GIVEN PASSAGE
Charlotte arrived at Botany Bay on 20 January 1788, but the convicts remained onboard until the fleet sailed to Port Jackson six days later. It was during this time that Barrett created the Charlotte Medal as a memento of their arrival, at the request of White, from a silver kidney dish and using tools provided by White. The medal is considered to be the first work of Australian colonial art. He also created a smaller and less elaborate copper version of the medal for White's servant, William Broughton. (Note: The roles of Barrett, White and Broughton in the creation of the medals are generally accepted as mostly likely to be the case, but some of the sources allow for a degree of uncertainty.)

DATASET CONTENT
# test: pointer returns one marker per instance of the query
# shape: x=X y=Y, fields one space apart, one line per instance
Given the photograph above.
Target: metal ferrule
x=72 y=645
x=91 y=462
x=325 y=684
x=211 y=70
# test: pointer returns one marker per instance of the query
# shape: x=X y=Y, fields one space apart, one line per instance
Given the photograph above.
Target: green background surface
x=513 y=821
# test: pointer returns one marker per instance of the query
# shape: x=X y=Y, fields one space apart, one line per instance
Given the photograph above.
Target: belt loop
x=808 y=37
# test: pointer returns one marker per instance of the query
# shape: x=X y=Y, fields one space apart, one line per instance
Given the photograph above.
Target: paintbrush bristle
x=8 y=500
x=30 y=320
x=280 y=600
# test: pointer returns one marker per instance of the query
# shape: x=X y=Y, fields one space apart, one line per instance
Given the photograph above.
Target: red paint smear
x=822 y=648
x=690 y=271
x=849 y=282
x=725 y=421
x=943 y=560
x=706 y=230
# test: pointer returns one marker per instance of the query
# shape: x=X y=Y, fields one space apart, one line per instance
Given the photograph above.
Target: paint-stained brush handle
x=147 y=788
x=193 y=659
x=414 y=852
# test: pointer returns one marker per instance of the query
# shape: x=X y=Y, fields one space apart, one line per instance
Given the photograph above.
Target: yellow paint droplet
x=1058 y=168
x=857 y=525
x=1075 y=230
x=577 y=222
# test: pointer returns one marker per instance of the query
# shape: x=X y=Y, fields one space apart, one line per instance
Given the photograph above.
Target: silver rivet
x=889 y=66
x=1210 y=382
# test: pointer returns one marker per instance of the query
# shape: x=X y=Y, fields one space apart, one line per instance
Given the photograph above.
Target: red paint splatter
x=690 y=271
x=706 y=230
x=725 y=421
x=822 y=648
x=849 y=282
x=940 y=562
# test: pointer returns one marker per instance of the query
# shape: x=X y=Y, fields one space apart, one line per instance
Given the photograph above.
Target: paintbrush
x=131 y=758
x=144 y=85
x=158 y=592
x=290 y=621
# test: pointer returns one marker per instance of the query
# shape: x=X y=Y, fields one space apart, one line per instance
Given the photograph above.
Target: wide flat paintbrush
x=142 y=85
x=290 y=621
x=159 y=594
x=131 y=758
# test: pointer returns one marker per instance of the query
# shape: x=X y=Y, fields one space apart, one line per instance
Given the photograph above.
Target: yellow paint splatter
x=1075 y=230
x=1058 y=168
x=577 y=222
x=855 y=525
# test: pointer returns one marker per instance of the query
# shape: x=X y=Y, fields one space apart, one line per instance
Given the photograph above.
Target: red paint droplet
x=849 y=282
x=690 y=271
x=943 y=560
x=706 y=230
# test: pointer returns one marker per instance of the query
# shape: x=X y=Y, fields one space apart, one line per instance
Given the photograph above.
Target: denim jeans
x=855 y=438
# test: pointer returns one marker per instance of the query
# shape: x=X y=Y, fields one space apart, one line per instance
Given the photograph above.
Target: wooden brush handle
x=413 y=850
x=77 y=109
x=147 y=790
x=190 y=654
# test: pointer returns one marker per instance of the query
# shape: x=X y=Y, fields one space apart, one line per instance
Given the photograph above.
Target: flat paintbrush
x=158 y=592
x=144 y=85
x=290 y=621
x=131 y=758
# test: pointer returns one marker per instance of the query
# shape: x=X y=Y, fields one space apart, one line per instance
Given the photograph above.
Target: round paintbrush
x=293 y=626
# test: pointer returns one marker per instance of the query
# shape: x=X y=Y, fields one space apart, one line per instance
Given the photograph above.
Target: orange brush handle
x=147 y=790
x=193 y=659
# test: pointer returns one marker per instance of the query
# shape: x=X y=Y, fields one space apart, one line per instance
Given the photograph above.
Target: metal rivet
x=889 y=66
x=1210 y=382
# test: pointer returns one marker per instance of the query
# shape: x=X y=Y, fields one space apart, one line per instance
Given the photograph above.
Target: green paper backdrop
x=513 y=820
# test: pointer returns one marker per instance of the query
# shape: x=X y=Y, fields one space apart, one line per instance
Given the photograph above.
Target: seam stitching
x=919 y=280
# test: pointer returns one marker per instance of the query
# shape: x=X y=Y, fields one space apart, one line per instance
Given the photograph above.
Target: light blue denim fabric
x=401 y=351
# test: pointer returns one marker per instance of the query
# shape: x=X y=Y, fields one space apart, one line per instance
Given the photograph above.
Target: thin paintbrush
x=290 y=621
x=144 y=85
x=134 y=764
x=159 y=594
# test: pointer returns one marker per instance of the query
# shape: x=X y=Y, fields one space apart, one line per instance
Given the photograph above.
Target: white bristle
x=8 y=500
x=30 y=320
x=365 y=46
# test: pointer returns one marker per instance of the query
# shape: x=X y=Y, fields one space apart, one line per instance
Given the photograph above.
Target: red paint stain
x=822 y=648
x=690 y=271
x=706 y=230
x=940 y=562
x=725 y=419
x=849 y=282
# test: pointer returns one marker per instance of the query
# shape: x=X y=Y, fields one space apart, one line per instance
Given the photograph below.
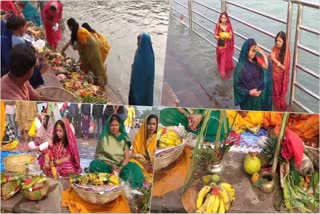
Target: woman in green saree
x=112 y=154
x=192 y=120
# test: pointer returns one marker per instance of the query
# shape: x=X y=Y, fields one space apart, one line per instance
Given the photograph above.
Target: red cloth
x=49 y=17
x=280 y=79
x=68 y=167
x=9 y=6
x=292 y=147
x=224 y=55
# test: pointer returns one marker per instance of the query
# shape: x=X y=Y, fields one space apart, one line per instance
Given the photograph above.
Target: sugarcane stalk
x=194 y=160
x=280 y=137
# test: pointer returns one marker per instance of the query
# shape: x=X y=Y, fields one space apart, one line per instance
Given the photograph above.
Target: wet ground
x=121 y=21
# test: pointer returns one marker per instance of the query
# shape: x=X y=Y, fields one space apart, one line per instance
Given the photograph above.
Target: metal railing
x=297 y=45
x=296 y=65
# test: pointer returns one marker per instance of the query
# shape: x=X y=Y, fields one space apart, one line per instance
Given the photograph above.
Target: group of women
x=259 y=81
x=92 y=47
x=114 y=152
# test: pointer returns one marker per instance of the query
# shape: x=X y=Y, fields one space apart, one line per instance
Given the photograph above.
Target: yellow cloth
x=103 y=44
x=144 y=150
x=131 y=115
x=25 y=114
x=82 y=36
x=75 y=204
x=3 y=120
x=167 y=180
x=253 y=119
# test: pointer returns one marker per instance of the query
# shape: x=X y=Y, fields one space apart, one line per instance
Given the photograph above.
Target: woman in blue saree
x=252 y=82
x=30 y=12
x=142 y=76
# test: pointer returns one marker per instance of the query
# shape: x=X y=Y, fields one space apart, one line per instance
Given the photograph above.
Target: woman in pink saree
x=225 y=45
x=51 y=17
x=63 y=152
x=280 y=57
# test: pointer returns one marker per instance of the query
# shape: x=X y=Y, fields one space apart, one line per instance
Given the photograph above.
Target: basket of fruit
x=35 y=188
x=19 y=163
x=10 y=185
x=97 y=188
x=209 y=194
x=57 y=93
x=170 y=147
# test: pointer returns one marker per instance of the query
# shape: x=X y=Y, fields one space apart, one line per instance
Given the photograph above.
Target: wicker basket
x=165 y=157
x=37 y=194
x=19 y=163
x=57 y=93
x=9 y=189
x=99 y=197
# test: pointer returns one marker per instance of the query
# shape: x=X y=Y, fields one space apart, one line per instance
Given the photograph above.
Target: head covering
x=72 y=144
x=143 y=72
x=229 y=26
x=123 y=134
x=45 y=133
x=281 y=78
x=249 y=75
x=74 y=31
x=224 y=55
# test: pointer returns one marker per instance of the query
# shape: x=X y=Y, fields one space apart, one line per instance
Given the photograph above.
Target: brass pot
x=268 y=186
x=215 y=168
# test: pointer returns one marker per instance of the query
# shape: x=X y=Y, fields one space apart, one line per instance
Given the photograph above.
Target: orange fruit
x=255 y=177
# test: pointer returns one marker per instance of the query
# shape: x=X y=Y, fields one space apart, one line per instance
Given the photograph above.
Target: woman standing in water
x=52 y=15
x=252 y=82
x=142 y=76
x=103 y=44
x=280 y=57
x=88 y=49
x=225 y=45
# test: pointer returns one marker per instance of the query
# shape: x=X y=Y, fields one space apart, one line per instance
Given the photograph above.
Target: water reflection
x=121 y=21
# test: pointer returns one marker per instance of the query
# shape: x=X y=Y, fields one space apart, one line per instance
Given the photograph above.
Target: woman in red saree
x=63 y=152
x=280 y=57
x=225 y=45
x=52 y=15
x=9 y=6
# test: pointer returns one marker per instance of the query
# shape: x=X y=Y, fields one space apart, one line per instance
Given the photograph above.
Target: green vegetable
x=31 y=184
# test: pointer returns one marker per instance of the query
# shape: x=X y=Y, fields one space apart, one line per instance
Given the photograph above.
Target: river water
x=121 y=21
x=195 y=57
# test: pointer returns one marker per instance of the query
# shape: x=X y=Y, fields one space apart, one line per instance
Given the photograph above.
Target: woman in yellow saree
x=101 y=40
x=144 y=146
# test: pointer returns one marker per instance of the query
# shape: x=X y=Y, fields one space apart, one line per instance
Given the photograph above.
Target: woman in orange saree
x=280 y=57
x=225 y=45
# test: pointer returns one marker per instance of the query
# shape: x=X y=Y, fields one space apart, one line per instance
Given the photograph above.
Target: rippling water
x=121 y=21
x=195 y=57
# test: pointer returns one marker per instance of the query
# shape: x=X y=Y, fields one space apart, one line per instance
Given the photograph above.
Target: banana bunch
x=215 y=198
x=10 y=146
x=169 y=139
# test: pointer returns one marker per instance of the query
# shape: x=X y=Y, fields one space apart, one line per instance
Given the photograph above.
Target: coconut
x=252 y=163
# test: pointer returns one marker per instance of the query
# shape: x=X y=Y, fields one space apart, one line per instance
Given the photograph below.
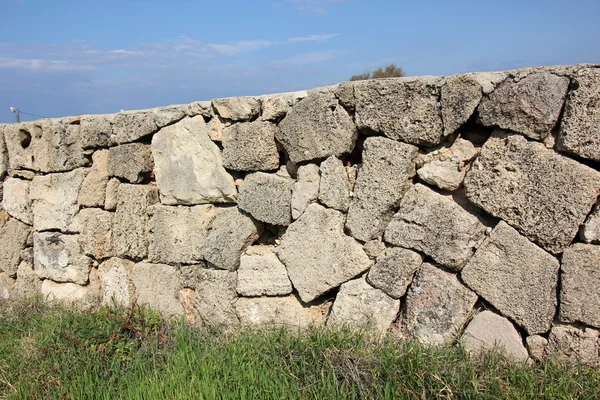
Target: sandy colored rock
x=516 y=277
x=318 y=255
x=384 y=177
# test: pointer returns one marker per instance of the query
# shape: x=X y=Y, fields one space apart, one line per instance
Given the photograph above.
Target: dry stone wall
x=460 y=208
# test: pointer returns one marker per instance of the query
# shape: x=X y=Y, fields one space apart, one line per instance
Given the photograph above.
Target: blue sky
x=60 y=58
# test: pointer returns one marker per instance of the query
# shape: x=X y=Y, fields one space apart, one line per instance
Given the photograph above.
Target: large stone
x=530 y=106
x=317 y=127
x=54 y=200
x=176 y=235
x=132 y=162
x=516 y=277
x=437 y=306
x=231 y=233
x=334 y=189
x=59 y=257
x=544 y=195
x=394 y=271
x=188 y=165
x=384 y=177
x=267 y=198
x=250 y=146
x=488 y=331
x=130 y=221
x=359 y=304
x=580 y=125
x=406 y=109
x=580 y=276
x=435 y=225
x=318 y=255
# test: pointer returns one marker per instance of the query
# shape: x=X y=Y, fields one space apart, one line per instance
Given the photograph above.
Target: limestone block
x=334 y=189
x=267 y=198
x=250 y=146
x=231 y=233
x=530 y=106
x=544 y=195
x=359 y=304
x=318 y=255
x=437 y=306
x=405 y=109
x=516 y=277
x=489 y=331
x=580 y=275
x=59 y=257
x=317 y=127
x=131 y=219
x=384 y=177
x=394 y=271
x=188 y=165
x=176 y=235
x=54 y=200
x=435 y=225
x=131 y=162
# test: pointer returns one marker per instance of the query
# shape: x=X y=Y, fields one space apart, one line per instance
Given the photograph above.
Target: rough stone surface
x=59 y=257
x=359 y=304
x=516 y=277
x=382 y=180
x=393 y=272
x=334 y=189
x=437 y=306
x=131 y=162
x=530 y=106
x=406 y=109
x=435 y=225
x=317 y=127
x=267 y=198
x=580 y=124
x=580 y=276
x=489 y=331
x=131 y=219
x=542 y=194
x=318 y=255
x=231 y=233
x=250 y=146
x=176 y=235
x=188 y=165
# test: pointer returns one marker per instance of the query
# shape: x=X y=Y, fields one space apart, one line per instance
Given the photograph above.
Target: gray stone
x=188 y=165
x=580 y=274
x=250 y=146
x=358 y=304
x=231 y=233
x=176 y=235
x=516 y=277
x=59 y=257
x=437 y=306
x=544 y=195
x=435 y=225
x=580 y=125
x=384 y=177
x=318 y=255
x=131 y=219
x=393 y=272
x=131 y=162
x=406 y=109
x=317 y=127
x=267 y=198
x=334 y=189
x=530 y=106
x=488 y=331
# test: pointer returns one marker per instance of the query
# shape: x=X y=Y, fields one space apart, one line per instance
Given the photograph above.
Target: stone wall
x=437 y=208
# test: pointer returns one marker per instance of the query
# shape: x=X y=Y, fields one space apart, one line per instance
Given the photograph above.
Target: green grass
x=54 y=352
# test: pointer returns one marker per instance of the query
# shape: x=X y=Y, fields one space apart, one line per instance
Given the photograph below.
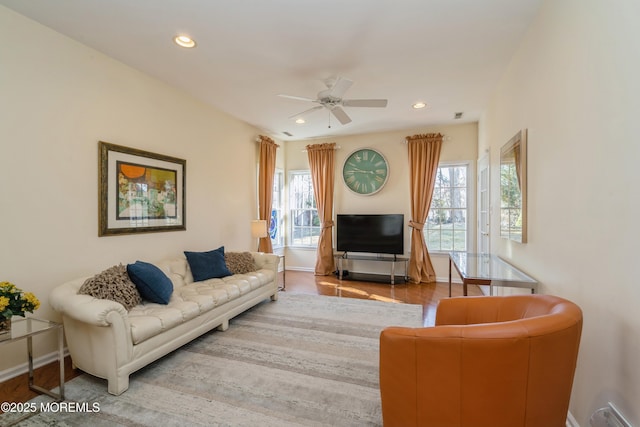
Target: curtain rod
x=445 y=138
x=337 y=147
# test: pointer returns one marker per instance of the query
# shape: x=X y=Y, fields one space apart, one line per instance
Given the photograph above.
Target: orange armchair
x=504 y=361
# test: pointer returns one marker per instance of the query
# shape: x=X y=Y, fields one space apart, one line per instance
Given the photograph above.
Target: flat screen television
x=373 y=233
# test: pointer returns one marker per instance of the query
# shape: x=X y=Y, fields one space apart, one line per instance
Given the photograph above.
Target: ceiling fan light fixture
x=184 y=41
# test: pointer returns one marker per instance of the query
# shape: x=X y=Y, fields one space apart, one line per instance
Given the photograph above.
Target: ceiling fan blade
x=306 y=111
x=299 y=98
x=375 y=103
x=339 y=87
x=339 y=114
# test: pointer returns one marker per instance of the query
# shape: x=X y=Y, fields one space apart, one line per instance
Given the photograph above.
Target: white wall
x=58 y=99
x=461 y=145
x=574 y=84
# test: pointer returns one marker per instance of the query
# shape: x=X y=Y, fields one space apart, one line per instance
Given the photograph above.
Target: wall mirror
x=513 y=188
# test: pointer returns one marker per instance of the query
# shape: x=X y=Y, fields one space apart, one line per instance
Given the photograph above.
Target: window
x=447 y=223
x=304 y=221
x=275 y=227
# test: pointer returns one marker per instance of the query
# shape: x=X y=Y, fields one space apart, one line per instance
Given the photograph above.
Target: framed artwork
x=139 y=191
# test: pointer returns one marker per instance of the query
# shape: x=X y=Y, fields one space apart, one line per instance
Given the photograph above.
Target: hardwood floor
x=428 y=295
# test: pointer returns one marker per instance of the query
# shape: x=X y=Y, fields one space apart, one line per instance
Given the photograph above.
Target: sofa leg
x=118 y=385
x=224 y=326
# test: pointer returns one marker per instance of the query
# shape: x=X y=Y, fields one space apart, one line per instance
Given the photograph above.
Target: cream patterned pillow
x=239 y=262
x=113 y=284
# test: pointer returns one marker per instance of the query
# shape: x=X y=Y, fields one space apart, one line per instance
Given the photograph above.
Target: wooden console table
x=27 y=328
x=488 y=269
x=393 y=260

WRITTEN TASKS
1. Using the passage about the Charlotte Medal, state whether each statement agrees with it. Answer yes or no and quote the deciding words. (a) The convicts left the ship at Botany Bay on 20 January 1788. (b) The Charlotte Medal was made from a silver kidney dish. (c) The medal made for William Broughton was larger than the Charlotte Medal.
2. Continue the passage about the Charlotte Medal from the point where it stops.

WRITTEN RESPONSES
1.
(a) No: "the convicts remained onboard until the fleet sailed to Port Jackson six days later."
(b) Yes: "from a silver kidney dish"
(c) No: "a smaller and less elaborate copper version of the medal"

2.
Within a month of disembarking at Port Jackson, Barrett was in trouble with the law again. He and three other convicts were tried and found guilty of the organised theft of rations from the stores. Conditions in the new colony were harsh, food was scarce, and Governor Arthur Phillip had previously warned the convicts that stealing would be punished by death. Barrett and two of his co-conspirators were sentenced to execution; the other two were subsequently reprieved, but Barrett was hanged on 27 February 1788, becoming the first person executed in the new colony. The body was left to hang for an hour, then buried nearby. The area became known as Hangman's Hill; it is in the locality of what is now known as The Rocks. A Royal Australian Historical Society plaque on the corner of Essex and Harrington Streets marks the approximate location.

==In popular culture==
Barrett was portrayed by Julian Rhind-Tutt in the 2015 TV series Banished.